SHORT PROBLEM: Return the following material line for line, with no changes.

(Location identification entries)
* * *
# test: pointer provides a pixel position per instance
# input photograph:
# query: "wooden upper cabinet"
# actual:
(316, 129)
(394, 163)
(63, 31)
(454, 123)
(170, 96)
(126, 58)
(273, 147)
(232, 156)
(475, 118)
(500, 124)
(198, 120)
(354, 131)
* * *
RESULT OF THIS TASK:
# test: pointer provides a pixel position per instance
# input photograph:
# query: "wooden upper cabinet"
# actual:
(316, 129)
(394, 163)
(63, 31)
(454, 123)
(170, 96)
(126, 58)
(273, 147)
(232, 156)
(475, 118)
(500, 124)
(198, 120)
(354, 131)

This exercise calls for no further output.